In [12]:
%%html


# Convolutional Neural Networks

In the previous network we reduced our images to 128-dimensional vectors of eigenface weights.
This dimensionality reduction greatly reduces the amount of information that needs to be processed.
Applying traditional (fully connected) neural networks to raw images rapidly becomes impractical.
Even for our very small (128x128) images and a moderate sized hidden layer (say 256 elements) we would have 
\\(128 \times 128 \times 256 = 4,194,304\\) weights to learn.

Convolutional Neural Networks (CNNs) get around this by using two specific types of network architecture - *convolutional* layers and *pooling* layers.

A convolutional layer consists of small (almost always square) arrays of weights which are applied as a filter at each point in the image.

WHAT YOU NEED TO DO:
1) In the passage on convolutional neural networks, repeat word for word the part starting at "Applying traditional (fully" and stopping after "and *pooling* layers.".
2) Leaving out the multiplication formula, list every word or phrase that the passage on convolutional neural networks places inside parentheses.
3) Answer these questions from the passage on convolutional neural networks:
(a) What did the previous network reduce the images to?
(b) Which two types of layers do CNNs use?
(c) What shape are the weight arrays in a convolutional layer almost always?

RAW RECORDS:
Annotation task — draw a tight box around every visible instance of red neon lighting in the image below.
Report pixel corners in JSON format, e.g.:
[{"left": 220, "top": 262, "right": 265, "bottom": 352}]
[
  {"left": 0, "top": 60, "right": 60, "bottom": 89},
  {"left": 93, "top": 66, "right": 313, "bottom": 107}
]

--

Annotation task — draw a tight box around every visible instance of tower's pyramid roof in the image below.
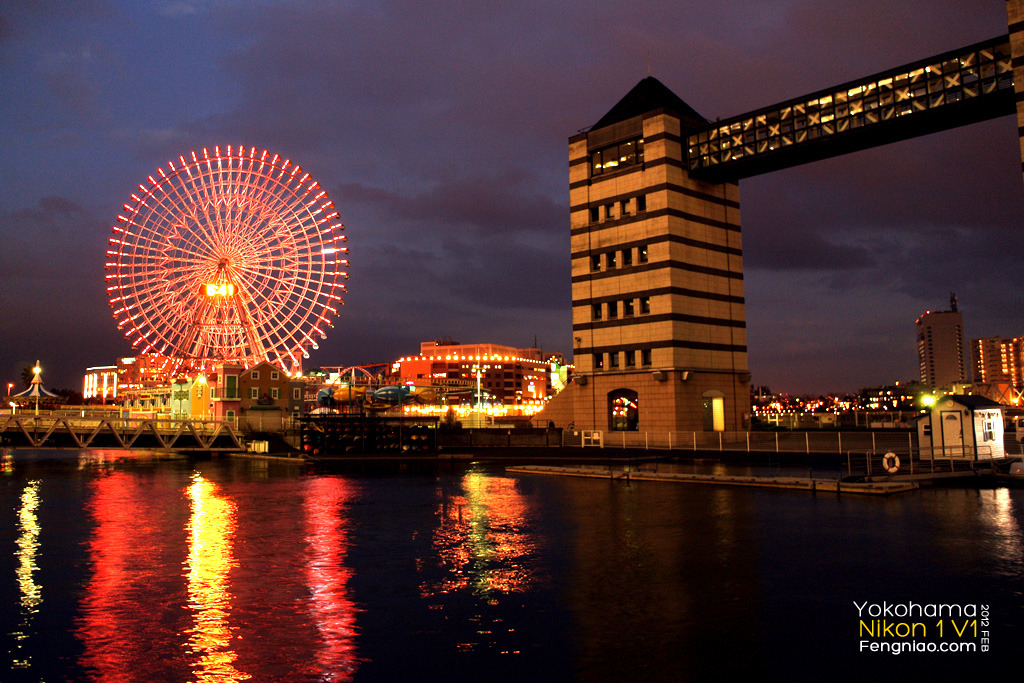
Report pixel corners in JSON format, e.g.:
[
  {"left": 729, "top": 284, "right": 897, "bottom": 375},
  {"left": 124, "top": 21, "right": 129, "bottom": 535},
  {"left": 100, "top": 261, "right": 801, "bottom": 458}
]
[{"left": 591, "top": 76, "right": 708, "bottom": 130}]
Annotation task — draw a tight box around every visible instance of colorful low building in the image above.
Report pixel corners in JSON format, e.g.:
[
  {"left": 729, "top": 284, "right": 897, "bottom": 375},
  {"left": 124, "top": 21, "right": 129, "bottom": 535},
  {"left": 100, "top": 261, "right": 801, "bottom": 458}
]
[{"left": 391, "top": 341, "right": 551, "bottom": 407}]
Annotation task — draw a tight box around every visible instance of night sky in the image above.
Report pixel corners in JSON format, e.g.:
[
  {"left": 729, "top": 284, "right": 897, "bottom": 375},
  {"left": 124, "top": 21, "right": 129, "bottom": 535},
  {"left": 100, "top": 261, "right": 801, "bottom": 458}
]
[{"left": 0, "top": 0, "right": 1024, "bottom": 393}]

TASK-BY-TASK OUTPUTS:
1)
Applying traditional (fully connected) neural networks to raw images rapidly becomes impractical.
Even for our very small (128x128) images and a moderate sized hidden layer (say 256 elements) we would have 
\\(128 \times 128 \times 256 = 4,194,304\\) weights to learn.

Convolutional Neural Networks (CNNs) get around this by using two specific types of network architecture - *convolutional* layers and *pooling* layers.

2)
- fully connected
- 128x128
- say 256 elements
- CNNs
- almost always square

3)
(a) 128-dimensional vectors of eigenface weights
(b) Convolutional layers and pooling layers
(c) Square